What to produce:
Render the records below as a two-column CSV with the header row instruction,output. Give one row per record, with its text under instruction and its answer under output. Wrap every field in double quotes and replace each line break with a space.
= = = = =
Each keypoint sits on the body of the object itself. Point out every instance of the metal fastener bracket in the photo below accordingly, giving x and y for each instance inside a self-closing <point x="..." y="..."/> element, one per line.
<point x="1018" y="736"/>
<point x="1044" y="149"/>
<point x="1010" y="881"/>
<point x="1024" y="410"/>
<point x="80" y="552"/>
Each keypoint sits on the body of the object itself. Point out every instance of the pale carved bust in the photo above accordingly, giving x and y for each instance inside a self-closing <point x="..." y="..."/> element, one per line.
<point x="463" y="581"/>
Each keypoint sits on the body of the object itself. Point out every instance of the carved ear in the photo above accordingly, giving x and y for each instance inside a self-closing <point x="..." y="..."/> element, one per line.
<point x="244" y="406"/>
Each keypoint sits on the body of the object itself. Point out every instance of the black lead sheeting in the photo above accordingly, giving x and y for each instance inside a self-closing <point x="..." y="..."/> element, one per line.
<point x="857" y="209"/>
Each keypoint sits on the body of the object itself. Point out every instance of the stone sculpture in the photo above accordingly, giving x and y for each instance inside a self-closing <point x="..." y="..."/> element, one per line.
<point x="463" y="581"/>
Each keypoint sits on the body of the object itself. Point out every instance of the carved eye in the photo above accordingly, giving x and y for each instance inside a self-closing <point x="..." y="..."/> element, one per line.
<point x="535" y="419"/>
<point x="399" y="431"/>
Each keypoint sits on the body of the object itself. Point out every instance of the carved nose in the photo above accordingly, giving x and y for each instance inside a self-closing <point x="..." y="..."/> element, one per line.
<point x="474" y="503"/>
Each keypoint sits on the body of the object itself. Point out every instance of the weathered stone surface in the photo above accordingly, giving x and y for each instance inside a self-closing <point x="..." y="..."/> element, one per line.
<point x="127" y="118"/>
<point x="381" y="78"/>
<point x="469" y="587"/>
= = = = =
Written solution:
instruction,output
"Each keypoint sits on the body of the object itself. Point out every instance of the metal fastener bracket in the photo below accordingly, giving x and y for each instance inside a self-closing <point x=""..."" y=""...""/> element, one per line.","<point x=""1018"" y=""736""/> <point x=""1044"" y=""149""/> <point x=""1010"" y=""881""/> <point x=""1024"" y=""410""/> <point x=""80"" y=""552""/>"
"Each keypoint sits on the body of the object itself. Point out every instance of the pale carved bust in the photo above accordingly, giving x and y for each instance inside a self-closing <point x=""..."" y=""...""/> element, one per line.","<point x=""463"" y=""581""/>"
"Each keypoint sits on the body of the object itself. Point out every instance of the carved ear in the photo above accordingly, giving x and y for each instance inside a self-closing <point x=""..."" y=""...""/> element, one per line.","<point x=""244"" y=""406""/>"
"Each keypoint sits on the body of the object itself. Point out every instance of the black lead sheeting in the photo above accordingly, giving x and y for each instance inside a self-closing <point x=""..."" y=""...""/> element, one per line.","<point x=""857"" y=""209""/>"
"Each keypoint sits on the body of the object itself. Point out every instance of the stone sculpture in the photo above accordingly, giving x and y for each instance inside a self-closing <point x=""..."" y=""...""/> element, one per line.","<point x=""463"" y=""581""/>"
"Each keypoint sits on the body of the object itself. Point out every instance of the carved eye in the photo above accordingly, giving x and y for each instance inside a self-closing <point x=""..."" y=""...""/> element, one per line.","<point x=""535"" y=""419""/> <point x=""399"" y=""431""/>"
"Each keypoint sits on the body of the object itself. Point out every instance of the carved nose in the photo above accordingly, giving x and y for each instance inside a self-closing <point x=""..."" y=""...""/> element, one per line.","<point x=""474"" y=""503""/>"
"Each keypoint sits on the body of the object itself. Point out every instance of the weathered stone surface in the photo above accordingly, giving x and y for each instance inside a self-closing <point x=""..."" y=""...""/> element, one per line.","<point x=""127"" y=""118""/> <point x=""381"" y=""78""/> <point x=""469"" y=""587""/>"